-- RECORD EXTRACTS follows --
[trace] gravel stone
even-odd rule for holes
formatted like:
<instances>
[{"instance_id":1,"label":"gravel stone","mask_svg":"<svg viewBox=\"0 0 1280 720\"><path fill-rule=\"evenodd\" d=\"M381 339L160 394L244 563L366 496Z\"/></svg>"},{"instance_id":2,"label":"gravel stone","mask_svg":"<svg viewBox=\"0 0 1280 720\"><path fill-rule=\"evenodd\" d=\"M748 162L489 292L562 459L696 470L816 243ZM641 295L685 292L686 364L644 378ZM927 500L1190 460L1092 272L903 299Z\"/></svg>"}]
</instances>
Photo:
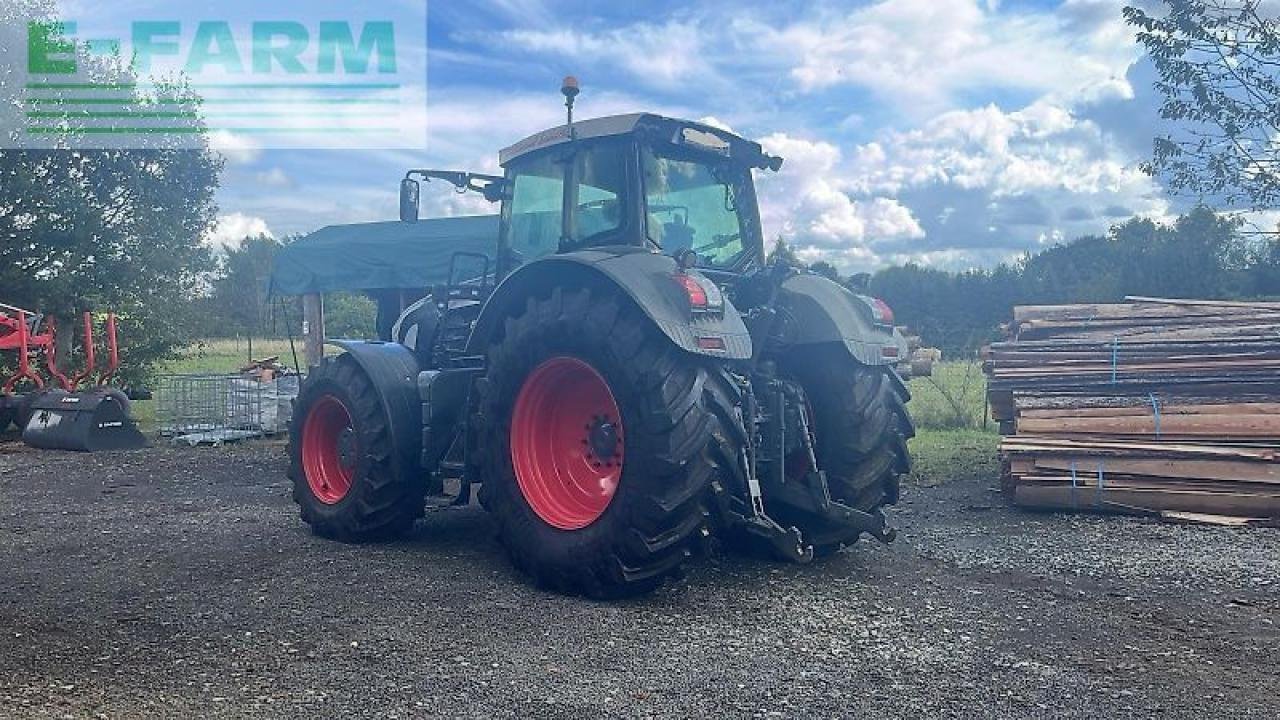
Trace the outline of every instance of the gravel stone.
<instances>
[{"instance_id":1,"label":"gravel stone","mask_svg":"<svg viewBox=\"0 0 1280 720\"><path fill-rule=\"evenodd\" d=\"M605 604L518 576L477 507L349 546L284 447L0 444L0 716L1280 716L1280 532L904 488L892 545L695 563Z\"/></svg>"}]
</instances>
-- RECORD EXTRACTS concluded --
* INSTRUCTIONS TO FOLLOW
Retype each line above exactly. Leave the images out.

* OUTPUT FOR THIS EXERCISE
[trace] gravel stone
even-odd rule for holes
formatted like:
<instances>
[{"instance_id":1,"label":"gravel stone","mask_svg":"<svg viewBox=\"0 0 1280 720\"><path fill-rule=\"evenodd\" d=\"M381 339L160 394L244 563L366 496Z\"/></svg>"},{"instance_id":2,"label":"gravel stone","mask_svg":"<svg viewBox=\"0 0 1280 720\"><path fill-rule=\"evenodd\" d=\"M748 162L489 292L562 459L696 470L816 243ZM641 295L685 292L686 364L644 378ZM927 500L1190 460L1092 272L903 299Z\"/></svg>"}]
</instances>
Photo:
Trace the outline of every instance of the gravel stone.
<instances>
[{"instance_id":1,"label":"gravel stone","mask_svg":"<svg viewBox=\"0 0 1280 720\"><path fill-rule=\"evenodd\" d=\"M605 604L518 576L477 507L349 546L284 447L0 444L0 716L1280 716L1280 532L904 488L892 545L695 563Z\"/></svg>"}]
</instances>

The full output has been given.